ASSIGNMENT: For each line in the records that contains "outline", make a copy.

RECORDS SHOWN:

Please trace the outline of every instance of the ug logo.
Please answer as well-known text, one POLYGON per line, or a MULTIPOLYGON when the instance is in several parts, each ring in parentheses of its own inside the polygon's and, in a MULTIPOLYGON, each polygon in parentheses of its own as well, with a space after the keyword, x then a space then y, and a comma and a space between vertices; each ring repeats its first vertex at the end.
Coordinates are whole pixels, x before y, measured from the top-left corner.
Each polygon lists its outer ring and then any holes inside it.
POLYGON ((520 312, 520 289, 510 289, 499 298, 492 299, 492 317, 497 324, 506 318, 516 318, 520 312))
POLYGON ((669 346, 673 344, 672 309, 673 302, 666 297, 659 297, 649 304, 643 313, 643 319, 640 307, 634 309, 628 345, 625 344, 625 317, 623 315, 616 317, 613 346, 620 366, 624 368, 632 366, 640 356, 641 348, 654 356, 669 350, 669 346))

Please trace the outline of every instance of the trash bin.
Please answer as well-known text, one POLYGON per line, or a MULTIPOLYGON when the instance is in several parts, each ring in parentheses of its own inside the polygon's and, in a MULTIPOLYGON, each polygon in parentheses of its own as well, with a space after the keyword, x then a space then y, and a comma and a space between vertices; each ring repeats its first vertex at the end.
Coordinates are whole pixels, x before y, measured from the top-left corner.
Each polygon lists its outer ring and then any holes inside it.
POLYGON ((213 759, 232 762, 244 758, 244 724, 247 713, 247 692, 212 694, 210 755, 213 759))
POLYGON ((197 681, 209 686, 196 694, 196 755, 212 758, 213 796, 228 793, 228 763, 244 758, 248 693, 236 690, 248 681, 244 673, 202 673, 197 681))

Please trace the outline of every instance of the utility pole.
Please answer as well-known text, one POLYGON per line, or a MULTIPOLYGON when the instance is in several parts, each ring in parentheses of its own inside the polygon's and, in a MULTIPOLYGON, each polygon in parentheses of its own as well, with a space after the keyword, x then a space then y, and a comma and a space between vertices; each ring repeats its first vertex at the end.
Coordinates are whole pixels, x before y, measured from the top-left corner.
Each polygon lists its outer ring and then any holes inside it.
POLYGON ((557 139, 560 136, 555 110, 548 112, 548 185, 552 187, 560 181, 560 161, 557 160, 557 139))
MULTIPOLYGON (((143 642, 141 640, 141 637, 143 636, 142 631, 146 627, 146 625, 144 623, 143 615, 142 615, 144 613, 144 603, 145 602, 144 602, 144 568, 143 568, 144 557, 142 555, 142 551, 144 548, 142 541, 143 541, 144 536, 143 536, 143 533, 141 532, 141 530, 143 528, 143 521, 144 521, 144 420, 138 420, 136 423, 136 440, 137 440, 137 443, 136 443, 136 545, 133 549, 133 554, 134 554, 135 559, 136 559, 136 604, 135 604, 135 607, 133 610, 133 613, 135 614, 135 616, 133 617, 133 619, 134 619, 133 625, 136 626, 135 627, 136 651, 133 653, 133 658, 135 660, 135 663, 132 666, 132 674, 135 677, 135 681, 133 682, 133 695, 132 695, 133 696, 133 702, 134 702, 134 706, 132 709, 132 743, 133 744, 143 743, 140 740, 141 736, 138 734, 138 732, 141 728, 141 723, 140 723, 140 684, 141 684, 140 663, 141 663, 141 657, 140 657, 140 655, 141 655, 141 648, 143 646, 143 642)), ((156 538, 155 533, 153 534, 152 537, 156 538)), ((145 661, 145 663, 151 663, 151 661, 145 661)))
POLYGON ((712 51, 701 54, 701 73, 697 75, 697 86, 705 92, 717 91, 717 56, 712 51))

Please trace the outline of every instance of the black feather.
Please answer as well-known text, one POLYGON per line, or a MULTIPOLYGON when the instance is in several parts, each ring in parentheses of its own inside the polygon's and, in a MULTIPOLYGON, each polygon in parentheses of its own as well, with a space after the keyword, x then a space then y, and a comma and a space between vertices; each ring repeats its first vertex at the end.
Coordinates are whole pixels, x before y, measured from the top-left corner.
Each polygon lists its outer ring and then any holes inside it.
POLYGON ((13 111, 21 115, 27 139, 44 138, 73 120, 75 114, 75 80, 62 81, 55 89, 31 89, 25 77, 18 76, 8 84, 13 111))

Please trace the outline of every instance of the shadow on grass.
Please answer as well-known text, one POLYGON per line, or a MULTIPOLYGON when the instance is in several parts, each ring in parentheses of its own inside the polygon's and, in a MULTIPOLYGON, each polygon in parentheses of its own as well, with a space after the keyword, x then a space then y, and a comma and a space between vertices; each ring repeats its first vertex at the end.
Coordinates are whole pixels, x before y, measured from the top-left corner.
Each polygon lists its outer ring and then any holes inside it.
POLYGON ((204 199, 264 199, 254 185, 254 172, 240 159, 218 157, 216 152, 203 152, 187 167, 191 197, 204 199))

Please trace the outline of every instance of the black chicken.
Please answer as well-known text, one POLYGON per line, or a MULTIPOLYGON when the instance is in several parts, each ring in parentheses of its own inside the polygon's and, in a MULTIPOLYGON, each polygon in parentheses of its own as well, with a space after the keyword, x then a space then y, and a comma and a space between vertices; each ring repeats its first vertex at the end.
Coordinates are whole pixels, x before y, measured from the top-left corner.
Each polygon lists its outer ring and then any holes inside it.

SOLUTION TO THE EXERCISE:
Please trace the outline of every instance of the ug logo.
Please trace the outline of every instance of the trash bin.
Please trace the outline of every instance of the utility pole.
Please trace the outline of every instance of the black feather.
Please trace the outline of every instance of the shadow on grass.
Please trace the outline of every instance of the black chicken.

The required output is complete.